▸ Written problem
In the records, rewrite the stretch from the line containing "Mark one point per instance of the white motorboat" through the line containing "x=187, y=321", replacing "moored boat" with "docked boat" and leaving everything else unchanged.
------------------------------------------------
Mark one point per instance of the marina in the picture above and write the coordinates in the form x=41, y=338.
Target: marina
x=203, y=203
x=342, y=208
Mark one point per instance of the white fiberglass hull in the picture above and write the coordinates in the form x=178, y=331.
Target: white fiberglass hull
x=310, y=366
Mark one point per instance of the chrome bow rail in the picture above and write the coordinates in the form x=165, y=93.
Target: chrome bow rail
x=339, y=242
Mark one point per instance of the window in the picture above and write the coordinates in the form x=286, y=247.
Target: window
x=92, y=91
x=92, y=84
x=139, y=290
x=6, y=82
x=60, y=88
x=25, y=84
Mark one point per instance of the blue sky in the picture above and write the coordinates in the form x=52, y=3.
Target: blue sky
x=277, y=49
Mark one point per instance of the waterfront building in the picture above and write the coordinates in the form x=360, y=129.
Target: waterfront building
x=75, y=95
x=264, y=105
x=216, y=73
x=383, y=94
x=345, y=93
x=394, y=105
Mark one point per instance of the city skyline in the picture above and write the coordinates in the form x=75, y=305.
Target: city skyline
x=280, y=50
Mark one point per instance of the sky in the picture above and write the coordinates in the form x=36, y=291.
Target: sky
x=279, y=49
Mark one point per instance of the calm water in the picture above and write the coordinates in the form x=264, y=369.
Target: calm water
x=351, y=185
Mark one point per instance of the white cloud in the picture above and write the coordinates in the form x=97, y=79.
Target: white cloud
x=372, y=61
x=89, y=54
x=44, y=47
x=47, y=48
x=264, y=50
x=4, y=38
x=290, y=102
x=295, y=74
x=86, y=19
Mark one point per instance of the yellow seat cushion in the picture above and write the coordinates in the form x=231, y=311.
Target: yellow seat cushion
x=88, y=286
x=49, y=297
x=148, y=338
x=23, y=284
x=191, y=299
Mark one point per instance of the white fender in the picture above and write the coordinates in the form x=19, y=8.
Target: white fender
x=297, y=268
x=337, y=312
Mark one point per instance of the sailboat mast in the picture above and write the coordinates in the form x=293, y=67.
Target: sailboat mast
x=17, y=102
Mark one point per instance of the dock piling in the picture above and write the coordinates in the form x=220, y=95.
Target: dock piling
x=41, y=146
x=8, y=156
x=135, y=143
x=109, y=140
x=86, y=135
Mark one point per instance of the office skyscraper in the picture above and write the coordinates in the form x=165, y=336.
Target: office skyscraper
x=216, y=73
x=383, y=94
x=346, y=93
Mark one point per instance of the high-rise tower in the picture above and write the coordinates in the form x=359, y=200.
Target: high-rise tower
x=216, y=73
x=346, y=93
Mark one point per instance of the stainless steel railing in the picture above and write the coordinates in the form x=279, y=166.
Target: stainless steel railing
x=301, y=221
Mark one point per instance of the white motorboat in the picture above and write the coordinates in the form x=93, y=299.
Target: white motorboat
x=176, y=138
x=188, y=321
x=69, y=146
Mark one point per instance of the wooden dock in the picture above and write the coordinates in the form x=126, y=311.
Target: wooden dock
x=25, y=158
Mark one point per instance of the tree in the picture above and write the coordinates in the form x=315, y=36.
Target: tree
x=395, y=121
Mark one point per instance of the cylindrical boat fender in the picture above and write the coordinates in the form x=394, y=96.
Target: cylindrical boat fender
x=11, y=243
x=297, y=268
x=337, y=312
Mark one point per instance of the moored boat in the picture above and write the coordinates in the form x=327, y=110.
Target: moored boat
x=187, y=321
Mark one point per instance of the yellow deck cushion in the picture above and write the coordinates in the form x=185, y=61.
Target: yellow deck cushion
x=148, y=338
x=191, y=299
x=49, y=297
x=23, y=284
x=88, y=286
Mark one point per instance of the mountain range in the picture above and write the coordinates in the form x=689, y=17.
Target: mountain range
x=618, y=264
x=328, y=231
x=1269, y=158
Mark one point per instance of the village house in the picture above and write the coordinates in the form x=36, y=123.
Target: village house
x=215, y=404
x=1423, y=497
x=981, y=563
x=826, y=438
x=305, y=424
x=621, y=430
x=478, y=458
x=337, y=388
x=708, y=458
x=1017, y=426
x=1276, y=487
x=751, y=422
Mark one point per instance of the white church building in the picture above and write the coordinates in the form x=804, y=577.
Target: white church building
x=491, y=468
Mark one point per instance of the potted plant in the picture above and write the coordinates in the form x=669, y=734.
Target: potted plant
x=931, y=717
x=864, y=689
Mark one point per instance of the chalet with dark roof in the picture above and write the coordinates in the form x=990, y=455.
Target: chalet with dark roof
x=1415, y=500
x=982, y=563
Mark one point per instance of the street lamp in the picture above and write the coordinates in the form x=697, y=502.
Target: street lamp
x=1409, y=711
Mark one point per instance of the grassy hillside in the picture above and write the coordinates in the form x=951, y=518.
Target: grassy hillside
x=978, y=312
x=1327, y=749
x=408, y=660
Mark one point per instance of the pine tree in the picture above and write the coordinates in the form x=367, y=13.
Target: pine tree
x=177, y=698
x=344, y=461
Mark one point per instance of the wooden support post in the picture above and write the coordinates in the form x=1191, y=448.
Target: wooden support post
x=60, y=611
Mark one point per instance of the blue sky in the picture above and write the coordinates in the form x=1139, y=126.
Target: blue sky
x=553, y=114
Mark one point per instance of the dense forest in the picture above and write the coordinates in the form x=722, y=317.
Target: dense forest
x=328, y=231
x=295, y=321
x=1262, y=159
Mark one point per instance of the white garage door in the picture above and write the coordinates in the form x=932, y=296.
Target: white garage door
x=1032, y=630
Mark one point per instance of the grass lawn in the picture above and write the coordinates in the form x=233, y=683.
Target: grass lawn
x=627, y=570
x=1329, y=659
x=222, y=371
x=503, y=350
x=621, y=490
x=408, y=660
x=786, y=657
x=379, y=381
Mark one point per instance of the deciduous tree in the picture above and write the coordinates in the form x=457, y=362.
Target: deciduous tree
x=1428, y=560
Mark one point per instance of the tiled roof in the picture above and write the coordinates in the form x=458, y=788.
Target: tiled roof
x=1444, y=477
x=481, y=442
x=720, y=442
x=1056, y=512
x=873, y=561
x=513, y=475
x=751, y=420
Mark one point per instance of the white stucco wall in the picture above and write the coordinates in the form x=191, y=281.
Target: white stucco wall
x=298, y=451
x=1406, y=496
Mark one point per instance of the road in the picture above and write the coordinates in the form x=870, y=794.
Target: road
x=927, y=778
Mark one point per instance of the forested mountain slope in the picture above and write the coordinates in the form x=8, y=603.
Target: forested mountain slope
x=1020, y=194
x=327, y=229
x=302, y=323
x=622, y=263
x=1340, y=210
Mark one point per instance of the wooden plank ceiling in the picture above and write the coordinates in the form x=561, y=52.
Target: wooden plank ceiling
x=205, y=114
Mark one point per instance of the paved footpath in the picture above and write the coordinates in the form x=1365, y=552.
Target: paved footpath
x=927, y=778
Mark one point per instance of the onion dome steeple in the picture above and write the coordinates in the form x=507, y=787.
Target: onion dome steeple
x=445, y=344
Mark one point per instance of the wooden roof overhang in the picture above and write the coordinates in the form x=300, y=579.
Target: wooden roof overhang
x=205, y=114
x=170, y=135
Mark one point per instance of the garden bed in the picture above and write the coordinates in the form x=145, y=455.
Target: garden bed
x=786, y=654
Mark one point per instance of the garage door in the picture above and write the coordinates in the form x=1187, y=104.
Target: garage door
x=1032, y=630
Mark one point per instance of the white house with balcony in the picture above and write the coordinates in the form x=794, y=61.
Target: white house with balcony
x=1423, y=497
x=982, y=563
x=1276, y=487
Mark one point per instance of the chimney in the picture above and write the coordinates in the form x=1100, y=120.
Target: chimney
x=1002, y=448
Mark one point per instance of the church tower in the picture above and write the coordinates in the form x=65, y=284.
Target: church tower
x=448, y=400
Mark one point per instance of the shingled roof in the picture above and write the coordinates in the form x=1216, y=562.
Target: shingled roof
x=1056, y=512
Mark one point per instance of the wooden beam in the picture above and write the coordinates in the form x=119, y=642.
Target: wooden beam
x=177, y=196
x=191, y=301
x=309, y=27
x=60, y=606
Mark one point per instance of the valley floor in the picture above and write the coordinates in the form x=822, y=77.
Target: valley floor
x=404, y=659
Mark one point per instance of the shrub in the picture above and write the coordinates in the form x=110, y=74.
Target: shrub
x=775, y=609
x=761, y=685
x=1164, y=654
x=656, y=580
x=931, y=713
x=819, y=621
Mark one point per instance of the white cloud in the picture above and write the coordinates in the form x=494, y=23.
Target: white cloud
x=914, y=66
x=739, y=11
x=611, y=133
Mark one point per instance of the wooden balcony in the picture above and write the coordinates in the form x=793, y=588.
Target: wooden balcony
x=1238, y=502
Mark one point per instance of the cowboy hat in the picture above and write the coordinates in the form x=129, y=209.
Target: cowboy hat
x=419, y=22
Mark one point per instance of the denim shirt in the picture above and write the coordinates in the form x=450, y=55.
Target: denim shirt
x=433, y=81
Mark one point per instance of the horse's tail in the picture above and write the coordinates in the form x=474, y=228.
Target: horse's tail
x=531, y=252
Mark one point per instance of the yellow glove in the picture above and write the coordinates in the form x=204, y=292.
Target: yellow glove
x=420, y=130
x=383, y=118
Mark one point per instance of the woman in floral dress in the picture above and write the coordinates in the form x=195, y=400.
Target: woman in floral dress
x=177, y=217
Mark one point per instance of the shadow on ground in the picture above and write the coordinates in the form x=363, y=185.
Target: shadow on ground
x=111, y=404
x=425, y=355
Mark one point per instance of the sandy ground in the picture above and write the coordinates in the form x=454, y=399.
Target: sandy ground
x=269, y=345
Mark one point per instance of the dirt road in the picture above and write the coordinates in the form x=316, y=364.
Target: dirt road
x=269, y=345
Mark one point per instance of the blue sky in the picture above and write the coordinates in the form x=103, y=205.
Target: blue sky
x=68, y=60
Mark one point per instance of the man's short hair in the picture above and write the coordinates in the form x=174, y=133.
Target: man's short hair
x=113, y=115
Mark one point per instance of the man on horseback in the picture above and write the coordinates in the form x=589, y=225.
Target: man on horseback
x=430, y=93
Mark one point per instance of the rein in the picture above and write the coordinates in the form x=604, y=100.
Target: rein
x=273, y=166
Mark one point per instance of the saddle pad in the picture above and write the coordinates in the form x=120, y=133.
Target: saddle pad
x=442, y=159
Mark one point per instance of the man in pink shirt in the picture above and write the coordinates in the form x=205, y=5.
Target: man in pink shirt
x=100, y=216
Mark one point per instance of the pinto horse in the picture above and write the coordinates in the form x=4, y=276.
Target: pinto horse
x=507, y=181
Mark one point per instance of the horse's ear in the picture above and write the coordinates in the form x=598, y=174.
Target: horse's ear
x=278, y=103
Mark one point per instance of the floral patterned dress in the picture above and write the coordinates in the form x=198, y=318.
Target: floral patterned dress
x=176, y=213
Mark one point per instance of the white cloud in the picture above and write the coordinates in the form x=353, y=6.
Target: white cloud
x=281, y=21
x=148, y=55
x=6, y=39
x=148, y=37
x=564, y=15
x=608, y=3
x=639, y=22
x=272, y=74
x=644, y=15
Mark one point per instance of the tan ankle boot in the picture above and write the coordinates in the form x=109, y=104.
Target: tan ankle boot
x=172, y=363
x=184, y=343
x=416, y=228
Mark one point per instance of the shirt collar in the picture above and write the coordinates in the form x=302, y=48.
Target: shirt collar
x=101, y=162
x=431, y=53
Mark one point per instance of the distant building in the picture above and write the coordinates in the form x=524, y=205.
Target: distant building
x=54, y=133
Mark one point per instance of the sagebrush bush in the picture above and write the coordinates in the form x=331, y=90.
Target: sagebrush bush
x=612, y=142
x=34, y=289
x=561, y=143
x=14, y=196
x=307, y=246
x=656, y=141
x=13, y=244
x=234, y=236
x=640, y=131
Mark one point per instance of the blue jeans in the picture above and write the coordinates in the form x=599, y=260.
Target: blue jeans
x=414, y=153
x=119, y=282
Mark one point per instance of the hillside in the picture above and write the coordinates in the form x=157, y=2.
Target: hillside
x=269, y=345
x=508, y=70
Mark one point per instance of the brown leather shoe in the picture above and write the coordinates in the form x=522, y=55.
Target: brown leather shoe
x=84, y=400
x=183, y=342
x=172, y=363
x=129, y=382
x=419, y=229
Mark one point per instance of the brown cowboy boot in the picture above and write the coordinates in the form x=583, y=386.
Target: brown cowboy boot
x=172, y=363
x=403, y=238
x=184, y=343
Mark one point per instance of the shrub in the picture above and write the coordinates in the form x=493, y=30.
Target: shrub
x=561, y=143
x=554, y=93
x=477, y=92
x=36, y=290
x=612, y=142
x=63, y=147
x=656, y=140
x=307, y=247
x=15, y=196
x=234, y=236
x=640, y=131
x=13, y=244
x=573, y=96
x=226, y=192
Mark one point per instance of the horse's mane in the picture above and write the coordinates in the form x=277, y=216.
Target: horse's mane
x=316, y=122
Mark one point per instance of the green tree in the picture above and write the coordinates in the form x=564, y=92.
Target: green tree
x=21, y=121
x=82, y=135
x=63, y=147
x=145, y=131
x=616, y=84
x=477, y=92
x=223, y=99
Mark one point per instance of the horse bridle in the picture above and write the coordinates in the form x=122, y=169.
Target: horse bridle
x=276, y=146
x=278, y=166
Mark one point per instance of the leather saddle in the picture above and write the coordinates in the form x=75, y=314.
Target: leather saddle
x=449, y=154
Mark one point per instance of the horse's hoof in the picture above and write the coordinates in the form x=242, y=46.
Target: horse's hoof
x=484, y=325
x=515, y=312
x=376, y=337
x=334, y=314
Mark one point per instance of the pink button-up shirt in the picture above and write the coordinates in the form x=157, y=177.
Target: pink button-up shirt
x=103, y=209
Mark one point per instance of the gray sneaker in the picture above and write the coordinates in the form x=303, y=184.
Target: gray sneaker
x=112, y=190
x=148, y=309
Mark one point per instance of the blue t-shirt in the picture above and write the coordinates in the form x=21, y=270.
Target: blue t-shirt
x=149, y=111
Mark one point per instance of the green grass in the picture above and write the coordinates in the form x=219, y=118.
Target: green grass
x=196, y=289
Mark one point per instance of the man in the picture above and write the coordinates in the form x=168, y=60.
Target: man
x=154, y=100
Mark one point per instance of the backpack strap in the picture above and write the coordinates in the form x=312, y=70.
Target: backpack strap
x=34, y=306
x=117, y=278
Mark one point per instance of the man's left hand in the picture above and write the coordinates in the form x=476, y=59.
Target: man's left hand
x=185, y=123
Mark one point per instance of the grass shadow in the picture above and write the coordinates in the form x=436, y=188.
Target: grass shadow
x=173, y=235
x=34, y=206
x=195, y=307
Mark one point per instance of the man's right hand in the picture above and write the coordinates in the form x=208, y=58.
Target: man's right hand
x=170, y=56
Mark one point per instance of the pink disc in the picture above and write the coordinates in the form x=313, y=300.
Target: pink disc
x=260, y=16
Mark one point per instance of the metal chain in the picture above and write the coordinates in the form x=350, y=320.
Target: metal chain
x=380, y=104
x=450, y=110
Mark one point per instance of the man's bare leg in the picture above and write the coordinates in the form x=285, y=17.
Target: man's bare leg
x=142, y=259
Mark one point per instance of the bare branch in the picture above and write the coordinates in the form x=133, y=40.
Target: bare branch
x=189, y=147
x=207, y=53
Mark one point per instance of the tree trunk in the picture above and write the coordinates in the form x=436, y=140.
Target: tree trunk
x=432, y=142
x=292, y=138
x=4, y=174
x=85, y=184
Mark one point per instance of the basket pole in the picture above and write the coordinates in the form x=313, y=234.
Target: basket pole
------------------------------------------------
▸ Solved problem
Mark one point per instance of the white motorboat in the picture above and write the coordinates in the form x=93, y=299.
Target: white motorboat
x=176, y=138
x=188, y=321
x=69, y=146
Mark one point per instance of the wooden dock in the picture above and write the coordinates in the form x=126, y=311.
Target: wooden dock
x=25, y=158
Mark one point per instance of the tree in the picture above and write the coordinates in the form x=315, y=36.
Target: tree
x=395, y=121
Mark one point per instance of the cylindrical boat fender in the picture above and write the coordinates in the form x=394, y=96.
Target: cylindrical boat fender
x=11, y=243
x=297, y=268
x=337, y=312
Mark one point per instance of the docked boat in the picture above and write the coordinates in the form x=327, y=110.
Target: docked boat
x=187, y=321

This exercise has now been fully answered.